- **SUPPLIED MATERIAL**
_ _ _ _ _ _ _

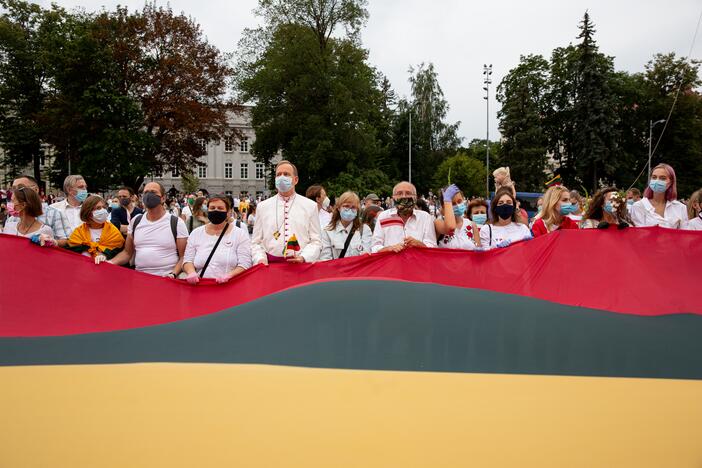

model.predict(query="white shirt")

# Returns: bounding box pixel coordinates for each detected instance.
[184,224,251,278]
[630,198,687,229]
[319,221,373,260]
[480,222,531,250]
[251,194,322,264]
[3,222,54,239]
[51,199,83,231]
[319,210,331,231]
[127,212,188,276]
[685,213,702,231]
[371,208,436,253]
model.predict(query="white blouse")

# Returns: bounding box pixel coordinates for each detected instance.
[183,224,251,278]
[319,221,373,260]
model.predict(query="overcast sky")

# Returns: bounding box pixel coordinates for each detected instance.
[38,0,702,143]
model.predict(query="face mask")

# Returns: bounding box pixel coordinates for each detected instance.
[76,189,88,203]
[93,208,109,224]
[648,180,668,193]
[495,205,514,220]
[275,176,292,193]
[142,192,161,209]
[339,208,358,222]
[207,211,227,224]
[561,203,578,216]
[395,197,414,216]
[473,213,487,225]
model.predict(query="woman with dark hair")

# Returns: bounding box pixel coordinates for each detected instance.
[434,184,480,250]
[183,195,251,285]
[631,164,687,229]
[480,188,531,249]
[188,197,209,232]
[4,185,56,247]
[66,195,124,264]
[582,187,632,229]
[319,192,372,260]
[531,185,578,237]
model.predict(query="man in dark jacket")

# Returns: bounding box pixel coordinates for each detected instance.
[110,187,144,237]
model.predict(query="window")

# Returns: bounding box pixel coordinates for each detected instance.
[224,136,234,153]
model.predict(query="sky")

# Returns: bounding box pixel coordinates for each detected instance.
[35,0,702,143]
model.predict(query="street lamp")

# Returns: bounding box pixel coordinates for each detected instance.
[648,119,665,180]
[483,64,492,198]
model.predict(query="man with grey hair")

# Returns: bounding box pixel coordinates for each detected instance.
[371,182,436,253]
[51,174,88,231]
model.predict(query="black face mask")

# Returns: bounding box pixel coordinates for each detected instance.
[495,205,514,220]
[207,211,227,224]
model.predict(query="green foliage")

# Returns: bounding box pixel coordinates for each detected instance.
[432,151,486,197]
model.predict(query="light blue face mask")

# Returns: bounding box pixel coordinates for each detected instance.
[339,208,358,222]
[473,213,487,226]
[648,179,668,193]
[275,176,292,193]
[76,189,88,203]
[561,203,578,216]
[453,203,466,217]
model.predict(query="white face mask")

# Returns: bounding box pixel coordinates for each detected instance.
[93,208,109,223]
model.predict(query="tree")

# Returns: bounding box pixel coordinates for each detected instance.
[432,151,486,197]
[497,55,549,191]
[0,0,67,188]
[236,0,389,195]
[573,12,619,190]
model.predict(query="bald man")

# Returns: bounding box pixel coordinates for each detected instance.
[371,182,436,253]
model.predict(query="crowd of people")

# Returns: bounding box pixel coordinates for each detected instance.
[0,161,702,285]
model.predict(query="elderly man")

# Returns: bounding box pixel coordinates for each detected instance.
[251,161,322,265]
[371,182,436,253]
[109,182,188,278]
[51,174,88,231]
[5,175,72,247]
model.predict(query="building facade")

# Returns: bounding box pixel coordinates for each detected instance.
[150,107,280,198]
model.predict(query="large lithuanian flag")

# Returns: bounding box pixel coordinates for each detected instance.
[0,228,702,468]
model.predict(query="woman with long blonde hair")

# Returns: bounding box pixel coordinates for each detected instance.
[531,185,578,237]
[319,192,372,260]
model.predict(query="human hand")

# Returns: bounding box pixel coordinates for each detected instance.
[444,184,461,202]
[185,271,200,286]
[496,239,512,249]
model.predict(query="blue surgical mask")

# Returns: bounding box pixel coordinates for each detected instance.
[453,203,466,216]
[561,203,578,216]
[473,213,487,225]
[275,176,292,193]
[76,189,88,203]
[339,208,358,222]
[648,179,668,193]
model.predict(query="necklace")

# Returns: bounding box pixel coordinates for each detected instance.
[273,194,297,240]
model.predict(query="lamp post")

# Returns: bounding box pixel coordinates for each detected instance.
[648,119,665,180]
[483,64,492,199]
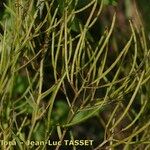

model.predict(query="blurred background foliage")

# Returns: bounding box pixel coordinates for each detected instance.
[0,0,150,150]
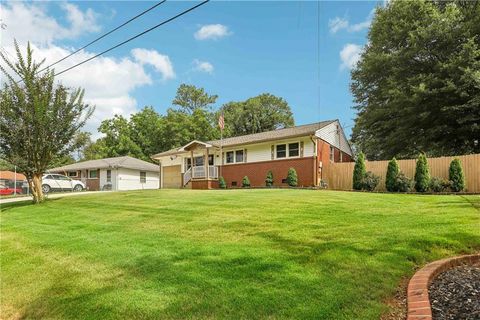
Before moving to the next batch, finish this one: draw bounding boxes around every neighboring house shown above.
[50,156,160,190]
[152,120,353,189]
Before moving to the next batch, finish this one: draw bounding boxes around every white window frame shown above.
[224,149,246,165]
[275,141,302,160]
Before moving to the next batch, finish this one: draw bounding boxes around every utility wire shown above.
[55,0,210,76]
[37,0,167,73]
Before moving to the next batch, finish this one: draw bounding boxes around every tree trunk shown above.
[32,173,45,203]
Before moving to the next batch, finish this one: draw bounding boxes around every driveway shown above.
[0,191,107,205]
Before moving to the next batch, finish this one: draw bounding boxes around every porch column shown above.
[205,147,209,181]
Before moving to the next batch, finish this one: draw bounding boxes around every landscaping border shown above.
[407,253,480,320]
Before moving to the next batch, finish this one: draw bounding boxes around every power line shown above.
[37,0,167,73]
[55,0,210,76]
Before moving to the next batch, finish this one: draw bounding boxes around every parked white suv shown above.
[42,174,85,193]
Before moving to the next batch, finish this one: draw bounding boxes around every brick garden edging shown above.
[407,254,480,320]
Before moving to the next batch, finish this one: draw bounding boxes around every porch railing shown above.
[183,166,218,185]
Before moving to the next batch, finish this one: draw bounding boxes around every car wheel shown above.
[42,184,50,193]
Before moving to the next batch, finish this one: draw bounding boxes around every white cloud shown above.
[193,59,214,74]
[328,17,348,33]
[0,1,100,46]
[328,9,375,34]
[194,24,232,40]
[132,48,175,80]
[0,2,175,138]
[340,43,362,70]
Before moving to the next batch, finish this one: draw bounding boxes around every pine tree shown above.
[353,152,367,190]
[448,158,465,192]
[415,153,430,192]
[385,157,400,192]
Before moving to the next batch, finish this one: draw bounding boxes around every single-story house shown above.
[152,120,353,189]
[47,156,160,191]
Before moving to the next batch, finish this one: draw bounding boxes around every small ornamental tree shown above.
[353,152,367,190]
[218,177,227,189]
[415,153,430,192]
[265,170,273,187]
[0,41,94,203]
[385,157,400,192]
[287,168,298,187]
[242,176,250,188]
[448,158,465,192]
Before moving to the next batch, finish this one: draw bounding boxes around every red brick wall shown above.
[220,157,316,187]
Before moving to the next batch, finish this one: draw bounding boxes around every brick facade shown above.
[220,157,316,188]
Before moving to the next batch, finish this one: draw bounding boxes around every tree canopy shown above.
[0,42,93,202]
[351,0,480,160]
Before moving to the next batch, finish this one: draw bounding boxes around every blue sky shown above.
[2,1,380,137]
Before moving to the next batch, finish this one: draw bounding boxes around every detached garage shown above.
[47,156,160,191]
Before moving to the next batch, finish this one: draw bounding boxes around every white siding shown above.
[117,168,160,190]
[315,121,353,155]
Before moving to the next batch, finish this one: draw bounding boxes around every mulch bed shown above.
[428,264,480,320]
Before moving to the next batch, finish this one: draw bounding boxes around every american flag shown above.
[218,112,225,130]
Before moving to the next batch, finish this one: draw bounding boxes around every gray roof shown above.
[48,156,160,172]
[152,120,336,158]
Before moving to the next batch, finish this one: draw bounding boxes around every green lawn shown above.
[0,190,480,319]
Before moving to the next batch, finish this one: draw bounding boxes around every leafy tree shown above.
[222,93,294,137]
[172,83,218,114]
[265,170,273,187]
[415,153,430,192]
[385,157,400,192]
[351,0,480,159]
[287,168,298,187]
[0,42,93,203]
[242,176,250,188]
[448,158,465,192]
[218,177,227,189]
[353,152,367,190]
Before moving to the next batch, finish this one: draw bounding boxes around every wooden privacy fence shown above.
[324,154,480,193]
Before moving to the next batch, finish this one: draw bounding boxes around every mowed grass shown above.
[0,190,480,319]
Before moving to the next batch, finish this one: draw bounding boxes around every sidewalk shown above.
[0,191,111,205]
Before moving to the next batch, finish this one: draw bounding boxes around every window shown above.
[88,170,97,179]
[226,151,234,163]
[235,150,243,162]
[277,144,287,158]
[288,142,300,157]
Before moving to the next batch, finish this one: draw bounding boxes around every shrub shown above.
[265,170,273,187]
[242,176,250,188]
[362,171,380,191]
[430,177,450,192]
[385,157,400,192]
[353,152,367,190]
[218,177,227,189]
[395,172,413,192]
[287,168,298,187]
[415,153,430,192]
[448,158,465,192]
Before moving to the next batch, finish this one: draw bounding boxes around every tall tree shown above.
[172,83,218,114]
[222,93,294,136]
[351,0,480,159]
[0,42,93,203]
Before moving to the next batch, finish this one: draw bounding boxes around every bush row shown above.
[218,168,298,189]
[353,153,465,192]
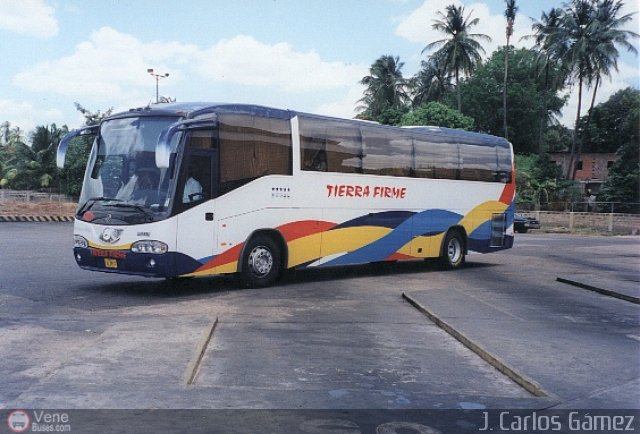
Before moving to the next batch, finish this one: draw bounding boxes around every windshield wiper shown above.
[78,196,123,214]
[105,200,153,222]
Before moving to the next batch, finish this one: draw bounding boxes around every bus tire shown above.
[240,235,281,288]
[440,229,465,270]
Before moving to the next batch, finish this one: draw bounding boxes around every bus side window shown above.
[300,117,363,173]
[219,113,293,195]
[178,153,212,208]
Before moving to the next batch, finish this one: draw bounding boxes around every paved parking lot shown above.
[0,223,640,409]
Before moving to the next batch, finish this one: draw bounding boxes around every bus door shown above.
[174,130,218,264]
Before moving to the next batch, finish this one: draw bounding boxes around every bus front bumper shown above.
[73,247,201,277]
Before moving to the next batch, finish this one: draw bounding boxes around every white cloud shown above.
[13,27,367,106]
[14,27,197,102]
[198,35,367,92]
[0,0,58,38]
[312,85,364,119]
[0,99,64,133]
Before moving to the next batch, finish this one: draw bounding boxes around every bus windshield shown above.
[78,116,178,224]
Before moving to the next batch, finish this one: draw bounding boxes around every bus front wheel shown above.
[440,230,465,270]
[240,235,280,288]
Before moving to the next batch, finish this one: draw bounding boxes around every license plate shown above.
[104,258,118,268]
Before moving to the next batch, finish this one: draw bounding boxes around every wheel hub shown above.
[249,246,273,276]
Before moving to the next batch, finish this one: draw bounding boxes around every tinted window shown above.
[361,126,412,176]
[460,143,497,182]
[494,144,513,183]
[219,114,292,194]
[300,117,362,173]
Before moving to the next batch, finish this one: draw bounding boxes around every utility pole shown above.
[147,68,169,104]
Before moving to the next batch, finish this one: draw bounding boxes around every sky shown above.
[0,0,640,136]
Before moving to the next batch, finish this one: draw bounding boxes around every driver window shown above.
[182,154,211,207]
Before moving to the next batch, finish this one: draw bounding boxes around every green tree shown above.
[0,122,26,188]
[456,48,565,153]
[422,5,491,112]
[502,0,518,139]
[580,87,640,152]
[400,101,473,131]
[598,141,640,212]
[523,8,566,155]
[554,0,638,179]
[572,0,638,178]
[359,55,409,120]
[409,54,451,107]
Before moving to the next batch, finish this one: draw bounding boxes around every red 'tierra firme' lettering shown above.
[327,184,407,199]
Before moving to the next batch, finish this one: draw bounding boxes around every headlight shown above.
[73,235,89,249]
[131,240,169,255]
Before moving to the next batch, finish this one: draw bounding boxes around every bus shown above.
[57,103,515,287]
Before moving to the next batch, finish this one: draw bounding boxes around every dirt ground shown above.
[0,200,77,216]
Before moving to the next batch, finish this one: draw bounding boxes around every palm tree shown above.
[409,55,450,107]
[572,0,639,179]
[422,5,491,111]
[558,0,638,179]
[554,0,595,179]
[359,55,409,119]
[522,8,565,154]
[502,0,518,140]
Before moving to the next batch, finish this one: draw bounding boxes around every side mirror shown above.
[56,125,100,169]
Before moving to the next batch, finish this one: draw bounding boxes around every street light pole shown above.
[147,68,169,104]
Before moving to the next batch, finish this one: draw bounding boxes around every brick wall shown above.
[522,211,640,235]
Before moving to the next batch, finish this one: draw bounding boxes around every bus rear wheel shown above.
[240,235,280,288]
[440,230,465,270]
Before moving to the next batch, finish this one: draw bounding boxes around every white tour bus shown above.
[58,103,515,286]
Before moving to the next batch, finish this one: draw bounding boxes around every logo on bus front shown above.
[100,228,123,244]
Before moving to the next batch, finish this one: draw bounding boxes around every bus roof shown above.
[106,102,509,146]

_ _ _ _ _ _ _

- **PROBLEM TO SOLVE**
Display every line above in which the word "windshield" appears, copying each one in full.

- **ANSWER BELOW**
Before moving to the next batch, finish this one: draw bounding boxes around every windshield wiper shown above.
Before moving to the next batch, finish this one: draw bounding boxes around every bus windshield shown above.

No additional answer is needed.